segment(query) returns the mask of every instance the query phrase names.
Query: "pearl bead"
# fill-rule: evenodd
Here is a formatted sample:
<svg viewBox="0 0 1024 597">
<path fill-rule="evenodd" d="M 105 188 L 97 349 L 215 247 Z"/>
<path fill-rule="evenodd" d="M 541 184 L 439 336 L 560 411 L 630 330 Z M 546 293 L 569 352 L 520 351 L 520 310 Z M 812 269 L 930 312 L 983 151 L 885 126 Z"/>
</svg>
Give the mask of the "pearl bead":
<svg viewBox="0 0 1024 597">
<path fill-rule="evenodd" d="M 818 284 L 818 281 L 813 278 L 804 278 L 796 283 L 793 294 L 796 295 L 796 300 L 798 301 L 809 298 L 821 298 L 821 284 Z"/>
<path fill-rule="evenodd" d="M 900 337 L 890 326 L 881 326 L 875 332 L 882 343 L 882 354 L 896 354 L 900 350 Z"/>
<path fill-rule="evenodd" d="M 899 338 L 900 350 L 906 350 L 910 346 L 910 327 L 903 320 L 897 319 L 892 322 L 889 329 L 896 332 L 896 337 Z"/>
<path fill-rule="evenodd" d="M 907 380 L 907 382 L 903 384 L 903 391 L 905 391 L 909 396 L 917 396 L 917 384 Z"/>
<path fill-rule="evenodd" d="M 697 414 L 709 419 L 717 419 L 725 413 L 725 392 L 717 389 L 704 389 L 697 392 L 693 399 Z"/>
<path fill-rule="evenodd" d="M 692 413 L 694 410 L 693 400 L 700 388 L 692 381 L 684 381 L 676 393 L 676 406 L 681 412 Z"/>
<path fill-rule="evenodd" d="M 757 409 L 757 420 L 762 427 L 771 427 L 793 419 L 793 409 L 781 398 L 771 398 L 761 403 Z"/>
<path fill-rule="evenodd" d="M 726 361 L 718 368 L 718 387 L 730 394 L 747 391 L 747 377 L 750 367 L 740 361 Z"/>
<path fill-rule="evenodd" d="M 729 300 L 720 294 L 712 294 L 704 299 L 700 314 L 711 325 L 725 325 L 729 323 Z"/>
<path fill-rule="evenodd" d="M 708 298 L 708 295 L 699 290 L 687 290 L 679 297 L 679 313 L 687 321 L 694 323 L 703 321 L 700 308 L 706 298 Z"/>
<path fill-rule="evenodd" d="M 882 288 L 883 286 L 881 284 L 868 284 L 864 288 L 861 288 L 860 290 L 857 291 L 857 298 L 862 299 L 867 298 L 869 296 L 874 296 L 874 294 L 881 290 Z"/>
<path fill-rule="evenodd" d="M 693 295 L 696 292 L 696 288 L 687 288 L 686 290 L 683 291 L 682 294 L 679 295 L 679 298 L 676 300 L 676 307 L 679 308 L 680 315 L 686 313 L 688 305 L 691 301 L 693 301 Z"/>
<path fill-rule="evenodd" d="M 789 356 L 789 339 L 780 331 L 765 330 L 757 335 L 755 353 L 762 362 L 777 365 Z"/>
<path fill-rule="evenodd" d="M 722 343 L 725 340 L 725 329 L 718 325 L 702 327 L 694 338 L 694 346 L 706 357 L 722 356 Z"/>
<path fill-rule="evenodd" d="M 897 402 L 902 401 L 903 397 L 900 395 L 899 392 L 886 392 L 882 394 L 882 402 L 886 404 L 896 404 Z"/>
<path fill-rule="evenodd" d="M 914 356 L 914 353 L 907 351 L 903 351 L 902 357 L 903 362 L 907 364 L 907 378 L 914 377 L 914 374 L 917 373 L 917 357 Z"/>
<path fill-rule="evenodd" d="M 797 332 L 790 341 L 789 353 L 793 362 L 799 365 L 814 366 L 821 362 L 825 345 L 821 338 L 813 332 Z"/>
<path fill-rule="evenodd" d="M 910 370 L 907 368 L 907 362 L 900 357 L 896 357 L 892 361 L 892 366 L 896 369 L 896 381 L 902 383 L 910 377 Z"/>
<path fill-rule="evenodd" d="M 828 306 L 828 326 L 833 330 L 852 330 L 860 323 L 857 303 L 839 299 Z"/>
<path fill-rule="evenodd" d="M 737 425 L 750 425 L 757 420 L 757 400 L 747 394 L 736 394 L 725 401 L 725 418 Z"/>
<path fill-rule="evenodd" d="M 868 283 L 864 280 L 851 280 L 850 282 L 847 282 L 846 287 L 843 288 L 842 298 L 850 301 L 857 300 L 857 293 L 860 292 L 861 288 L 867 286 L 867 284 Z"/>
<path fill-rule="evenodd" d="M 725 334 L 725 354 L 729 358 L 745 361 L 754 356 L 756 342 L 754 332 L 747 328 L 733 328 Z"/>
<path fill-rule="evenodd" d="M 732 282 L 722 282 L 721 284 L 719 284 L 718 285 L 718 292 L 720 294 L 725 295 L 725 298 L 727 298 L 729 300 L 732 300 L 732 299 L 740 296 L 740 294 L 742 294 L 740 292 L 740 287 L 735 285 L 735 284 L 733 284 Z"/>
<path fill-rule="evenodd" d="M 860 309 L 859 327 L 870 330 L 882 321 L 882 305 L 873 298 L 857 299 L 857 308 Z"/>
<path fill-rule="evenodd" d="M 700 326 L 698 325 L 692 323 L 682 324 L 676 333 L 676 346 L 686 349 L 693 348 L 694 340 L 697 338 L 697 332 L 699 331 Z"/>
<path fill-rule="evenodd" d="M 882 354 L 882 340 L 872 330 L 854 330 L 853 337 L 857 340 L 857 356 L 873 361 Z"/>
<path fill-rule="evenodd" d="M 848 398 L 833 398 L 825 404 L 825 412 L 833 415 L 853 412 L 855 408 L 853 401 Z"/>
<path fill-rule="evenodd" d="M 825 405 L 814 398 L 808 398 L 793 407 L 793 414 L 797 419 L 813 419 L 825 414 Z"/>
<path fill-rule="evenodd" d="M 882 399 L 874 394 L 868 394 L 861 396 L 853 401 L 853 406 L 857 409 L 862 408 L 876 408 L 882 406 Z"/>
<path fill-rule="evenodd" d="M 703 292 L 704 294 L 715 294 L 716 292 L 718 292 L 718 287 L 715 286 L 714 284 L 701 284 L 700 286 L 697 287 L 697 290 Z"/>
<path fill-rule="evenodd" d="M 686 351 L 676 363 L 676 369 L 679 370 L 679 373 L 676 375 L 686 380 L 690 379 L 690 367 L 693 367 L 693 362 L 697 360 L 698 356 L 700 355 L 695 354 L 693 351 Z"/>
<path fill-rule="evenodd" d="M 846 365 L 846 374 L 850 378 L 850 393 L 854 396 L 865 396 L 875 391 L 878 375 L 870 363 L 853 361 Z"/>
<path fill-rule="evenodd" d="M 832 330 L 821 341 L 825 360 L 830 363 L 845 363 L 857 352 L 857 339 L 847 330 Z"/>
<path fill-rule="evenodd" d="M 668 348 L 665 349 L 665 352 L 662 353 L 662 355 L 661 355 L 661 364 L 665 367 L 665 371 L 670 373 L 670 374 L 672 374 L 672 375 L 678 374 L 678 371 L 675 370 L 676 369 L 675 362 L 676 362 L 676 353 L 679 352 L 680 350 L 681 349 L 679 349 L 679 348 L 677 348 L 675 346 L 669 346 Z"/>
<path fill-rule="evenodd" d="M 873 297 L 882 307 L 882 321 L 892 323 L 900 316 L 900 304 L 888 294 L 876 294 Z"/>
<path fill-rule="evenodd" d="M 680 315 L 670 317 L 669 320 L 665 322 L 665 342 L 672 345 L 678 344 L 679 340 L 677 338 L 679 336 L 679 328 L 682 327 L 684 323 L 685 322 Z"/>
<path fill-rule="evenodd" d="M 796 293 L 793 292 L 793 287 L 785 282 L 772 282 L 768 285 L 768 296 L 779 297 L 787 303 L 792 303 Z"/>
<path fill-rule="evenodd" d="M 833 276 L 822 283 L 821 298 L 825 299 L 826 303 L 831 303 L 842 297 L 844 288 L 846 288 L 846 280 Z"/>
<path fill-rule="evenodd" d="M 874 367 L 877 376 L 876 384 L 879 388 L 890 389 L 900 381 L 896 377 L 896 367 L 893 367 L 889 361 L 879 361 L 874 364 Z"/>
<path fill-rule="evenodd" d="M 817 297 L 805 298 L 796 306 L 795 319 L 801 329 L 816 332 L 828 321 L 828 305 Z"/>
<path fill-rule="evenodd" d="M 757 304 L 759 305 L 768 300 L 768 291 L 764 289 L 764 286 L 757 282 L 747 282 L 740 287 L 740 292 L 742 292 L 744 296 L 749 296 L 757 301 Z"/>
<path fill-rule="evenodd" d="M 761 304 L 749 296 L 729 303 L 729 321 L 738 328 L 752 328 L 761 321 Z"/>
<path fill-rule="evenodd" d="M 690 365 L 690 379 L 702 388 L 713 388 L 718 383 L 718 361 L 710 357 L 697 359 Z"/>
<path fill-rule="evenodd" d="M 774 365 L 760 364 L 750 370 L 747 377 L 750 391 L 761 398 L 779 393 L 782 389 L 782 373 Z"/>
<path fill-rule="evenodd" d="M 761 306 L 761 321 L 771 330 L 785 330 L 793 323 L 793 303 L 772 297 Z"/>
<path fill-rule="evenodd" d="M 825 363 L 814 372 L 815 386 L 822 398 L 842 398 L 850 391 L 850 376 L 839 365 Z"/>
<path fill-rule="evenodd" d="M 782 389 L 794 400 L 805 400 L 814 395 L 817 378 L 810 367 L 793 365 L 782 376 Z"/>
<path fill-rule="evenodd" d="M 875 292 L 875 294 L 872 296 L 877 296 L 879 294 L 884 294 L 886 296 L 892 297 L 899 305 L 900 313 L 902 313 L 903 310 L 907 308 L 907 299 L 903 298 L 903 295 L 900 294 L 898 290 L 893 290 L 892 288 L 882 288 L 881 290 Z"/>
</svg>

◆ ◆ ◆ ◆

■ ASSIGNMENT
Copy each line above that has the word "pearl".

■ FINISHED TASK
Query: "pearl bead"
Give the mask of the "pearl bead":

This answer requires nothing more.